# Start of Provided text

Closed versus NNC polyhedra
Konrad Trifunovic
my discussions on dependence analysis (and integer versus rational
solutions) provoked another,I think very fundamental discussion:
whether do we use NNC or C polyhedra? Since we are operating only on
integer solutions, there is really no need to have constraints like
'i < 10' since they can be represented (accurately) by 'i <= 9'. PPL
documentation says, that we should use Closed (with no '<'
constraints) polyhedra, since operations on Closed polyhedra are
faster (this is the feature of the algorithms that are used inside
PPL).
Now the question is, whether do we agree to move to C polyhedra? Even
if it seems that it is just a matter of
grepping all '_NNC' and replacing them by '_C', the problems might
always arise (I'm especially concerned about
dependence analyser and Cloog-PPL).
Konrad
Albert Cohen
earlier. There is absolutely no reason to use NNC in Graphite. Neither
now nor in the 50 years to come, as far as 100% of the litterature can
tell :-).
Albert
Tobias Grosser
On Thu, 2009-07-09 at 15:13 +0200, Konrad Trifunovic wrote:
> Hi all,
>
> my discussions on dependence analysis (and integer versus rational
> solutions) provoked another,I think very fundamental discussion:
> whether do we use NNC or C polyhedra? Since we are operating only on
> integer solutions, there is really no need to have constraints like
> 'i < 10' since they can be represented (accurately) by 'i <= 9'. PPL
> documentation says, that we should use Closed (with no '<'
> constraints) polyhedra, since operations on Closed polyhedra are
> faster (this is the feature of the algorithms that are used inside
> PPL).
you are right. I thought about waiting for the discussion about
switching to real integer polyhedron. But actually the conversion should
be easy. Just "sed -e 's/NNC_/C_/g' -i" and maybe some fixes while
generating inequalities. I will work on a patch.
Than we can retest your patchs with the C_Polyhedron. Maybe they are
faster.
Tobi
Michael Claßen
Trifunovic<konrad.t...@gmail.com> wrote:
>
> Hi all,
>
> my discussions on dependence analysis (and integer versus rational
> solutions) provoked another,I think very fundamental discussion:
> whether do we use NNC or C polyhedra? Since we are operating only on
> integer solutions, there is really no need to have constraints like
> 'i < 10' since they can be represented (accurately) by 'i <= 9'. PPL
> documentation says, that we should use Closed (with no '<'
> constraints) polyhedra, since operations on Closed polyhedra are
> faster (this is the feature of the algorithms that are used inside
> PPL).
1. I am surprised that in this context of integral solutions, 'i < 10'
and 'i <= 9' have any difference in semantics?
2. How can you make sure that you always use only integer solutions,
even when performing other operations like image under affine
functions that might be non-unimodular, e.g. 'f(x) = 2x' ?
3. Wouldn't we need a certain specialized datatype for this purpose (I
am in a discussion with Patricia Hill from the PPL in another thread
of the ppl mailing list about this new datatype, which would be
consisting of a product of a C_Polyhedra and some integer Grid).

# End of Provided text
# Start of Data entries

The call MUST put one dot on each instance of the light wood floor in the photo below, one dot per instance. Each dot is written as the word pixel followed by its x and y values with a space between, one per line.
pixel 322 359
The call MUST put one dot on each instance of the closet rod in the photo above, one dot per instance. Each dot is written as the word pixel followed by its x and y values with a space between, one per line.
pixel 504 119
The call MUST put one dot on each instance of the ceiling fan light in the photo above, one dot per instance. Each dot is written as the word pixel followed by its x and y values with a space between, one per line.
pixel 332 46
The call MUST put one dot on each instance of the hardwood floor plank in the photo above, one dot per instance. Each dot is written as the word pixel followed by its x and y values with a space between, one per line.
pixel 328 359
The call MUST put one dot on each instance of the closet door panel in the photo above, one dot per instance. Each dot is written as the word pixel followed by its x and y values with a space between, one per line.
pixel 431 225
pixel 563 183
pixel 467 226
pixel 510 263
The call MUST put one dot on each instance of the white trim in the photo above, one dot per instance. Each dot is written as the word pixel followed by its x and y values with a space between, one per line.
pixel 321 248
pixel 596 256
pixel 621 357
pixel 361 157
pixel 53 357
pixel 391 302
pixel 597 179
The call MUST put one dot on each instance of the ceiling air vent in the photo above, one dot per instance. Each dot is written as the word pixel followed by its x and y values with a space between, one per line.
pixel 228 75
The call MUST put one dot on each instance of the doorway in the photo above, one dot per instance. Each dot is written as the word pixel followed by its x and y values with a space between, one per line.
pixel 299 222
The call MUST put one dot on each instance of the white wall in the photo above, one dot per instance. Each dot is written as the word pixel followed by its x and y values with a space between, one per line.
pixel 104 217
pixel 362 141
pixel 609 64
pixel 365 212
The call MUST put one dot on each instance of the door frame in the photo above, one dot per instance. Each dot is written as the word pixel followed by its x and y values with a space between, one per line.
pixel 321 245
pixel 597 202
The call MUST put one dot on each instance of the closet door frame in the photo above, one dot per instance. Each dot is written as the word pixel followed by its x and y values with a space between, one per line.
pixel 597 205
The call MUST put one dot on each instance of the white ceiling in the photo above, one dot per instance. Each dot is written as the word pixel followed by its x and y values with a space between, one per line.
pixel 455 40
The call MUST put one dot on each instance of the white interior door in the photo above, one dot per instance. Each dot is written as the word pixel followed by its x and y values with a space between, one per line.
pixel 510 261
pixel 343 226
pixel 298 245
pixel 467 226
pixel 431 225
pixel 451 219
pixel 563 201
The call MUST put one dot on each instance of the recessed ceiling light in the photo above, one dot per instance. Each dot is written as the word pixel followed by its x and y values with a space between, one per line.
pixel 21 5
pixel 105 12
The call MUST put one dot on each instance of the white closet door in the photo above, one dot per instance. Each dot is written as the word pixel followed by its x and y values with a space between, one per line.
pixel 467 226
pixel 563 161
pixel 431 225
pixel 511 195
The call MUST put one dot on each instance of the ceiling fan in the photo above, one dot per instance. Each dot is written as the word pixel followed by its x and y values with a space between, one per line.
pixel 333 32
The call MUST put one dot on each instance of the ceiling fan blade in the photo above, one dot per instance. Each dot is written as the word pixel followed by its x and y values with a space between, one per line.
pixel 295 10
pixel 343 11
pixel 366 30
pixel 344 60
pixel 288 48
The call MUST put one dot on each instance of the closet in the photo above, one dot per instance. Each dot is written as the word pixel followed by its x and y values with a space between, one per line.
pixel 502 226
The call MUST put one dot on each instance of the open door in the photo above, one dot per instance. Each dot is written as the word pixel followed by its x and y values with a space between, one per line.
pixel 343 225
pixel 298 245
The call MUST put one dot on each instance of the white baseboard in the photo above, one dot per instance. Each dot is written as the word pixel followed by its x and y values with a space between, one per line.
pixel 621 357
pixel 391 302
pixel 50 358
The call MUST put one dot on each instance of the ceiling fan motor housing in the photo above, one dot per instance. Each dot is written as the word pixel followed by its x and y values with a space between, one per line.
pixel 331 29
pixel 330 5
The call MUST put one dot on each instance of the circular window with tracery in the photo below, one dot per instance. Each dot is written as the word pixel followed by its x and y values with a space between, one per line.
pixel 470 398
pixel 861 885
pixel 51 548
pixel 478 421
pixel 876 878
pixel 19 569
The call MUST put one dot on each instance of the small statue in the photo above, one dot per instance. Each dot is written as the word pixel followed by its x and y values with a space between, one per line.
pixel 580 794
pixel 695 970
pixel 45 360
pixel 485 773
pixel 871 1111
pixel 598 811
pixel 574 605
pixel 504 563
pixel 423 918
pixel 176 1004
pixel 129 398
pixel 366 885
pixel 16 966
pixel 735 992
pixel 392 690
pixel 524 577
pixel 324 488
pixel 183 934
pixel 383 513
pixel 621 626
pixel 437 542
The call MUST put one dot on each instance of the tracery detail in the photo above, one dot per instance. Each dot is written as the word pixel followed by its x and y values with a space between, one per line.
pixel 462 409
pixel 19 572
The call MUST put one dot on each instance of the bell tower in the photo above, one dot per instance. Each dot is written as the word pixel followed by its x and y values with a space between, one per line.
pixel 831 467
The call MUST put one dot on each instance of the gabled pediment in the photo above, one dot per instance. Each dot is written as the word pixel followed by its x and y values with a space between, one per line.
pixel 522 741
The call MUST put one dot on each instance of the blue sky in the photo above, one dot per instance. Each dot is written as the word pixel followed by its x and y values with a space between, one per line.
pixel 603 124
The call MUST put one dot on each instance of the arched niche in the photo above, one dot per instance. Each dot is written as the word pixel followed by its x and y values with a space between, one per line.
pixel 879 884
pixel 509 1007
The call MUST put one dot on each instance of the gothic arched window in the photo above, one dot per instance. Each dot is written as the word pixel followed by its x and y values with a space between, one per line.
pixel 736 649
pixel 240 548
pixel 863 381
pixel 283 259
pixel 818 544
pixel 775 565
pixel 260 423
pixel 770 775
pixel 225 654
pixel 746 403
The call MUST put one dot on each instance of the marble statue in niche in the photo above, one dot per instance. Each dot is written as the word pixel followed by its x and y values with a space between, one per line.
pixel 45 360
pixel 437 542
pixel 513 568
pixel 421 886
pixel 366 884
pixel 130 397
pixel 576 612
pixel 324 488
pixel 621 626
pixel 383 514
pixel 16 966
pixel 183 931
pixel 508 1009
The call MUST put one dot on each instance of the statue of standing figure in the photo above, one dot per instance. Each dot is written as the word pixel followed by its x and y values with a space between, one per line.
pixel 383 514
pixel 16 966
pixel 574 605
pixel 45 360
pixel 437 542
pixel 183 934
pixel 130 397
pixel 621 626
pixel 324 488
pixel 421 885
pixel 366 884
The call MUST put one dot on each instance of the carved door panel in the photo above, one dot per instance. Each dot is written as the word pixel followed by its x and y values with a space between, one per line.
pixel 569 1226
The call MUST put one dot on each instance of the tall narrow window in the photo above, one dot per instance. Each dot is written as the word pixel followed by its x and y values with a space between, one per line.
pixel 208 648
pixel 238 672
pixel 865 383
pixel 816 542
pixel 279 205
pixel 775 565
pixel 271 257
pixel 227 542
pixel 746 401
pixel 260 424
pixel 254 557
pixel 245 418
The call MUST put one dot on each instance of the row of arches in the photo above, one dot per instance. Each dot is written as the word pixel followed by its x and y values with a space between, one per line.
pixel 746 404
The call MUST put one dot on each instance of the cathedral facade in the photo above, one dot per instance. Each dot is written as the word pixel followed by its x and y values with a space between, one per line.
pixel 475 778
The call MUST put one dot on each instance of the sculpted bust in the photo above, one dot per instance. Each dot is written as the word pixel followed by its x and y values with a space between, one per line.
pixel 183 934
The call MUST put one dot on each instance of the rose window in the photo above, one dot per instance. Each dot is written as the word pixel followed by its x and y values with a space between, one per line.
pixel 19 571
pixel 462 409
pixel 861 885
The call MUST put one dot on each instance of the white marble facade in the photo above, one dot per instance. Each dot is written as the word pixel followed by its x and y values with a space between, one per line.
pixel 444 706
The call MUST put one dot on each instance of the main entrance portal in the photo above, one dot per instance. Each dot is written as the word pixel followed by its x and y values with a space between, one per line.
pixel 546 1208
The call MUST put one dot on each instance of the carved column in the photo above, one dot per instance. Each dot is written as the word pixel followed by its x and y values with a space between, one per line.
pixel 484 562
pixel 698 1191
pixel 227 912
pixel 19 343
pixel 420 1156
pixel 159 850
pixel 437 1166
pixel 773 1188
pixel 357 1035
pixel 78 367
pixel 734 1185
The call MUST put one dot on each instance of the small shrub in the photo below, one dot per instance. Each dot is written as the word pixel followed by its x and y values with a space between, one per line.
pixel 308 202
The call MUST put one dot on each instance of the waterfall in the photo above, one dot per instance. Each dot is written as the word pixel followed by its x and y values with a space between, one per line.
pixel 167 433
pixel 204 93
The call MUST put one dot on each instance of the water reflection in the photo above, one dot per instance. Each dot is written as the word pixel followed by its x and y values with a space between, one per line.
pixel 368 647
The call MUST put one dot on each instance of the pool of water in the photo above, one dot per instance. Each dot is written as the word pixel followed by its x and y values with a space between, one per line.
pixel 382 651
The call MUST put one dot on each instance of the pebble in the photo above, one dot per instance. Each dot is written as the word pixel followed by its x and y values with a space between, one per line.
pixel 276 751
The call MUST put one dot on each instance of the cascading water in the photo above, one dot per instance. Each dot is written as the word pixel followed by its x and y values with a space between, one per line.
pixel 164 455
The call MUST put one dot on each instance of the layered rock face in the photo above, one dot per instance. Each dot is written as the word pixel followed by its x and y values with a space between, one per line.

# End of Data entries

_Exercise objective_. In the thread on closed versus NNC polyhedra, what reason does the PPL documentation give for using Closed polyhedra?

_Reply to the task_. Operations on Closed polyhedra are faster.